DATA SUPPLIED >>
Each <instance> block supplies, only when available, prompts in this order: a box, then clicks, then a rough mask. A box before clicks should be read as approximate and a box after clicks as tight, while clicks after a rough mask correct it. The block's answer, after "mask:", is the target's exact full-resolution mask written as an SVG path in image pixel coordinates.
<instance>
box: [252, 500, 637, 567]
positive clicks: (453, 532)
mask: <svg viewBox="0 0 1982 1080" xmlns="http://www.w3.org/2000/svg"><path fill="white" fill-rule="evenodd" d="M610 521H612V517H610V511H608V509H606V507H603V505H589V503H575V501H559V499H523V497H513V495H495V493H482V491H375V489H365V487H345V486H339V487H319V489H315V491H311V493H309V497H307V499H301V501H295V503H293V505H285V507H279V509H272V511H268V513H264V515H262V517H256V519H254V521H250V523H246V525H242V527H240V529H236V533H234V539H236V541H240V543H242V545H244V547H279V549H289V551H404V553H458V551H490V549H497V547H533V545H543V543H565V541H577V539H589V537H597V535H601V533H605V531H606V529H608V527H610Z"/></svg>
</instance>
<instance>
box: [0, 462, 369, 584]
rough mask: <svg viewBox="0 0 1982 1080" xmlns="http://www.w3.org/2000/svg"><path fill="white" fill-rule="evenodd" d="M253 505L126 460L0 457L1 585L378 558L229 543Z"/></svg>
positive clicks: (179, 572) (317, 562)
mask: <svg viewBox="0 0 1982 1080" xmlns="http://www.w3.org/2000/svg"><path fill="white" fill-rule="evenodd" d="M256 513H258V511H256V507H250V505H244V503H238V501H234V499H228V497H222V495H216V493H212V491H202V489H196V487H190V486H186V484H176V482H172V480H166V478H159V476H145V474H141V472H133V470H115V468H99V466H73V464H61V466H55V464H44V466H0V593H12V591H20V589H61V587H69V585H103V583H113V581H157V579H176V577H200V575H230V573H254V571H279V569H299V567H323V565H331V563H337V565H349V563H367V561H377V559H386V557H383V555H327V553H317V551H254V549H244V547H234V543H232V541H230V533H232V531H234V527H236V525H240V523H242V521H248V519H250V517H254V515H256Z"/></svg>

TO DO >> Nothing should be left out when the listing is retyped exactly.

RESPONSE AREA >>
Each <instance> block supplies, only when available, prompts in this order: a box, then clicks, then a rough mask. A box before clicks should be read as approximate and a box after clicks as tight, while clicks after a rough mask correct it. The block's answer, after "mask:", is the target's exact full-resolution mask written as an SVG path in image pixel coordinates.
<instance>
box: [252, 500, 637, 567]
positive clicks: (453, 532)
mask: <svg viewBox="0 0 1982 1080" xmlns="http://www.w3.org/2000/svg"><path fill="white" fill-rule="evenodd" d="M610 521H612V517H610V511H608V509H606V507H603V505H589V503H575V501H559V499H523V497H513V495H495V493H482V491H375V489H365V487H345V486H339V487H319V489H315V491H311V493H309V497H307V499H301V501H295V503H293V505H285V507H279V509H272V511H268V513H264V515H262V517H256V519H254V521H250V523H246V525H242V527H240V529H236V533H234V539H236V541H240V543H242V545H244V547H279V549H289V551H404V553H458V551H490V549H497V547H533V545H543V543H565V541H577V539H589V537H597V535H601V533H605V531H606V529H608V527H610Z"/></svg>
</instance>
<instance>
box: [0, 462, 369, 584]
rough mask: <svg viewBox="0 0 1982 1080" xmlns="http://www.w3.org/2000/svg"><path fill="white" fill-rule="evenodd" d="M253 505L126 460L0 457L1 585L378 558L229 543Z"/></svg>
positive clicks: (179, 572) (317, 562)
mask: <svg viewBox="0 0 1982 1080" xmlns="http://www.w3.org/2000/svg"><path fill="white" fill-rule="evenodd" d="M256 513H258V511H256V507H250V505H244V503H238V501H234V499H228V497H222V495H216V493H212V491H202V489H196V487H190V486H186V484H176V482H172V480H166V478H159V476H145V474H141V472H133V470H115V468H99V466H73V464H61V466H55V464H44V466H0V593H12V591H20V589H61V587H69V585H103V583H113V581H157V579H176V577H200V575H230V573H254V571H279V569H299V567H323V565H331V563H337V565H349V563H367V561H377V559H386V557H383V555H327V553H317V551H254V549H244V547H234V543H232V541H230V533H232V531H234V527H236V525H240V523H242V521H248V519H250V517H254V515H256Z"/></svg>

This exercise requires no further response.